Work required → The required output is the exact run of lines below that opens at the line with "Query: short black hair" and closes at the line with "Indicate a point on each instance of the neck, one".

========

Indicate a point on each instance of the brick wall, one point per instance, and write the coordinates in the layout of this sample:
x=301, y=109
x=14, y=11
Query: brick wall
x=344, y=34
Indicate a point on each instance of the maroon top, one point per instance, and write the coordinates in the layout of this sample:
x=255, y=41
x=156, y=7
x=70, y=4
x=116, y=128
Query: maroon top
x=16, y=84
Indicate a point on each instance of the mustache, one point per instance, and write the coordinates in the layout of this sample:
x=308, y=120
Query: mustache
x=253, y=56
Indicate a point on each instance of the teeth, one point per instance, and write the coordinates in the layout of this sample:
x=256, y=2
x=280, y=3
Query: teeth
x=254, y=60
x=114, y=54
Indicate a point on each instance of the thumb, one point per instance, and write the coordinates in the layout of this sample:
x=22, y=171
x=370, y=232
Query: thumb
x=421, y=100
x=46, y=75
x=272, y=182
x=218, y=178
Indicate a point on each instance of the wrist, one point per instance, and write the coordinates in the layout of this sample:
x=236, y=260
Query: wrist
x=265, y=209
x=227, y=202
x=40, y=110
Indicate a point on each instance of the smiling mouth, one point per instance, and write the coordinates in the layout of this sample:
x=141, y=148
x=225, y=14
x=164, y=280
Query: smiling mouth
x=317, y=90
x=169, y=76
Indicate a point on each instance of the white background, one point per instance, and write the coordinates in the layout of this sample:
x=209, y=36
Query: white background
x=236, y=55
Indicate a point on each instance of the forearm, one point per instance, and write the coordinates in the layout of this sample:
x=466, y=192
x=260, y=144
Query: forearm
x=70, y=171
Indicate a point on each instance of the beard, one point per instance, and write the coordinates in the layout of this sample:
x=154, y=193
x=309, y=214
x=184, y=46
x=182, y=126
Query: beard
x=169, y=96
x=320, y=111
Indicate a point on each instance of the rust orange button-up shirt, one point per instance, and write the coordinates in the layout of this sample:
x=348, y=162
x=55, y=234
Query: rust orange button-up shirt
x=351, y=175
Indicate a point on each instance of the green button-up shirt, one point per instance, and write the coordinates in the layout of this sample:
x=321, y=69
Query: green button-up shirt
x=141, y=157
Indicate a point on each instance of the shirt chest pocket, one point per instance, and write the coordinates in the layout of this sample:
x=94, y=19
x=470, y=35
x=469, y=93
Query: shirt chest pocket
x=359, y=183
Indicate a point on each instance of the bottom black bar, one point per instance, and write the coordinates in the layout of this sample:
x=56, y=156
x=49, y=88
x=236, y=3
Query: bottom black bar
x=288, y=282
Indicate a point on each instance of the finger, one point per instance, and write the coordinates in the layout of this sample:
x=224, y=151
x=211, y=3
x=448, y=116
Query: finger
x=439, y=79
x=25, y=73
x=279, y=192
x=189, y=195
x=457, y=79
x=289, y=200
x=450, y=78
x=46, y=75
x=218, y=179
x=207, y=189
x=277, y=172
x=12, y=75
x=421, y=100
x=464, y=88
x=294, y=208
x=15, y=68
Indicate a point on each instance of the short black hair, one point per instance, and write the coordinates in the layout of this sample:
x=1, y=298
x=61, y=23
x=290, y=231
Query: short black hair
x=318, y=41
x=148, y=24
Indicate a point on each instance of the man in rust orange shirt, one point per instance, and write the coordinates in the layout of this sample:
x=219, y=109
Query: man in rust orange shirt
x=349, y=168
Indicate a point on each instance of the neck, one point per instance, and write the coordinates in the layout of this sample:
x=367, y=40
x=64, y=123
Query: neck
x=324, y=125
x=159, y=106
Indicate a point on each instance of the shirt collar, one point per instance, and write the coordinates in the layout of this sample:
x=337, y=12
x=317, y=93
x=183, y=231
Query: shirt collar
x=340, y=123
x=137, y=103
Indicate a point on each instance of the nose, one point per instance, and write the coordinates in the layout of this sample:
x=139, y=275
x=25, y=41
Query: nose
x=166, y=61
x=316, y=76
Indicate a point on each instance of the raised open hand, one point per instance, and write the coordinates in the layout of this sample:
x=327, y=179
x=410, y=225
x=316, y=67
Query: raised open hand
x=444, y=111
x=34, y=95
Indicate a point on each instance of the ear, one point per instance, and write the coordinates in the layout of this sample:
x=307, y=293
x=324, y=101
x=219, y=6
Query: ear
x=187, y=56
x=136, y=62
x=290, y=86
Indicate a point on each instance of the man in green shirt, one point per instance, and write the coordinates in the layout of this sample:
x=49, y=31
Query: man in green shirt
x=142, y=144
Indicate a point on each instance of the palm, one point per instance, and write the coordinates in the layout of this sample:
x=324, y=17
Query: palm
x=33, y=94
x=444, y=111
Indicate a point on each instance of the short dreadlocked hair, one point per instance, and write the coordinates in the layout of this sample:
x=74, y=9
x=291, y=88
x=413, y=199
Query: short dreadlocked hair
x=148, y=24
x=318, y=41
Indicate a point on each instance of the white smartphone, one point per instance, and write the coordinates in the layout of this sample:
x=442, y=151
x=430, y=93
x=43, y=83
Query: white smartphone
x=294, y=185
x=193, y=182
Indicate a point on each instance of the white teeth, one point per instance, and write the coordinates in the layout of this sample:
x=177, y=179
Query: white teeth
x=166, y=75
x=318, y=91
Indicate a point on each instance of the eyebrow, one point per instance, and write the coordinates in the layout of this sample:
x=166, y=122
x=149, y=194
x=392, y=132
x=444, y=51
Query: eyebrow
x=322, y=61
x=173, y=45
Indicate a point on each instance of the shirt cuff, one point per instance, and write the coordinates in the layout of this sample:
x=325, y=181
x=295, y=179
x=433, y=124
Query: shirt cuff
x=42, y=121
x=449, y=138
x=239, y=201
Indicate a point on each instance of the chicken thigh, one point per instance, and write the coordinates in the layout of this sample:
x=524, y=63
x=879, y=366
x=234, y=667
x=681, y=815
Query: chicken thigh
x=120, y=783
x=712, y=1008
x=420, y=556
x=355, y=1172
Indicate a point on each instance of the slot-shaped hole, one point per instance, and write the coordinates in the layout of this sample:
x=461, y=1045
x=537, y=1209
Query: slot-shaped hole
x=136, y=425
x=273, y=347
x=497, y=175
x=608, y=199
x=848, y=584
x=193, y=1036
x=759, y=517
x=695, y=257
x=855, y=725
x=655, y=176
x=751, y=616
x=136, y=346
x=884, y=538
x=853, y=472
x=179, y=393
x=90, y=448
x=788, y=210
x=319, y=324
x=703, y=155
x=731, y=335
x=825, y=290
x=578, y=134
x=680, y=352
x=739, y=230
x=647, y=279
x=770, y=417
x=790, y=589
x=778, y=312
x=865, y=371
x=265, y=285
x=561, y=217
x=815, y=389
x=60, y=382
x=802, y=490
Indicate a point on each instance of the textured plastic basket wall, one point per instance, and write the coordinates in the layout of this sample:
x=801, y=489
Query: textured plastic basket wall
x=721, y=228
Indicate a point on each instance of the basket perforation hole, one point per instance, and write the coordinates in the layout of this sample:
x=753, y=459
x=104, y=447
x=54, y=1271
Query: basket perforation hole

========

The answer →
Query: short black hair
x=318, y=41
x=148, y=24
Indicate a point on each instance of the man in rust orange shirt, one point per instance, and write the coordinates in the layout of this sample:
x=219, y=109
Query: man in rust orange shirt
x=349, y=168
Indicate a point on each instance of the neck, one point per instance, and write the coordinates in the layout of this sample:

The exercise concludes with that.